**Rows:**
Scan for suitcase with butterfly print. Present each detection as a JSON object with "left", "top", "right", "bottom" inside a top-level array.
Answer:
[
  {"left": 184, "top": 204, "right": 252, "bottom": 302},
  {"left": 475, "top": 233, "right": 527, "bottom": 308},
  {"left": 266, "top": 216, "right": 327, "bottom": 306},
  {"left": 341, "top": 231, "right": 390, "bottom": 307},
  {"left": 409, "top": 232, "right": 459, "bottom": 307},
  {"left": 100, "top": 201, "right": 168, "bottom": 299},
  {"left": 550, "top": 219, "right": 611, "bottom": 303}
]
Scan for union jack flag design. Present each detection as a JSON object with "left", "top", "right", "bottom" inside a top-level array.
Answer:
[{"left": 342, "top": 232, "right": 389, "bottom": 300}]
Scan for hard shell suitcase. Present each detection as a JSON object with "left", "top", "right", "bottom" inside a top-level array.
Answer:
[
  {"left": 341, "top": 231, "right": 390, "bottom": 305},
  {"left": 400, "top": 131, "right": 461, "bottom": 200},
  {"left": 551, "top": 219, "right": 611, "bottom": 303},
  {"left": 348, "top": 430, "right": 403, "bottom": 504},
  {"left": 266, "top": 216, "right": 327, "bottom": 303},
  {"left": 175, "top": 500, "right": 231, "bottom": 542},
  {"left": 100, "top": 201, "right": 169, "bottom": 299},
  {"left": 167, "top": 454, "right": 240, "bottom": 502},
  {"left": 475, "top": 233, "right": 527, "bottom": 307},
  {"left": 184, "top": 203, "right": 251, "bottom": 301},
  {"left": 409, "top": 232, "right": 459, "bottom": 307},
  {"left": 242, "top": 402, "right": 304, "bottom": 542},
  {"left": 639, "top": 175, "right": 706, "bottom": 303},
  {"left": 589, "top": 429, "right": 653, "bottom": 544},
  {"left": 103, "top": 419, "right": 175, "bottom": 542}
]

**The problem:** Rewrite every row above, changing "detection" to "match" and leaving everything else the same.

**Response to the exercise:**
Scan for suitcase with butterfly print. Present each match as a JSON object with "left", "top", "right", "bottom" inside a top-level array.
Answer:
[
  {"left": 184, "top": 204, "right": 252, "bottom": 302},
  {"left": 475, "top": 233, "right": 527, "bottom": 308},
  {"left": 266, "top": 216, "right": 327, "bottom": 306},
  {"left": 341, "top": 231, "right": 390, "bottom": 307},
  {"left": 409, "top": 232, "right": 459, "bottom": 307},
  {"left": 100, "top": 201, "right": 168, "bottom": 299},
  {"left": 550, "top": 219, "right": 611, "bottom": 303}
]
Scan for union jack flag design. Present each match as a JSON object with "left", "top", "right", "bottom" inside a top-level array.
Answer:
[{"left": 342, "top": 232, "right": 389, "bottom": 300}]
Scan for hard shell suitcase. Present each match as a JSON object with "left", "top", "right", "bottom" inside a top-level array.
Answer:
[
  {"left": 341, "top": 231, "right": 390, "bottom": 305},
  {"left": 400, "top": 131, "right": 461, "bottom": 200},
  {"left": 551, "top": 219, "right": 611, "bottom": 303},
  {"left": 348, "top": 430, "right": 403, "bottom": 504},
  {"left": 266, "top": 216, "right": 327, "bottom": 303},
  {"left": 175, "top": 500, "right": 231, "bottom": 542},
  {"left": 100, "top": 201, "right": 169, "bottom": 299},
  {"left": 167, "top": 454, "right": 240, "bottom": 502},
  {"left": 475, "top": 233, "right": 527, "bottom": 307},
  {"left": 184, "top": 203, "right": 251, "bottom": 301},
  {"left": 409, "top": 232, "right": 459, "bottom": 307},
  {"left": 242, "top": 402, "right": 304, "bottom": 542},
  {"left": 639, "top": 175, "right": 706, "bottom": 303},
  {"left": 589, "top": 429, "right": 653, "bottom": 544},
  {"left": 103, "top": 419, "right": 175, "bottom": 542}
]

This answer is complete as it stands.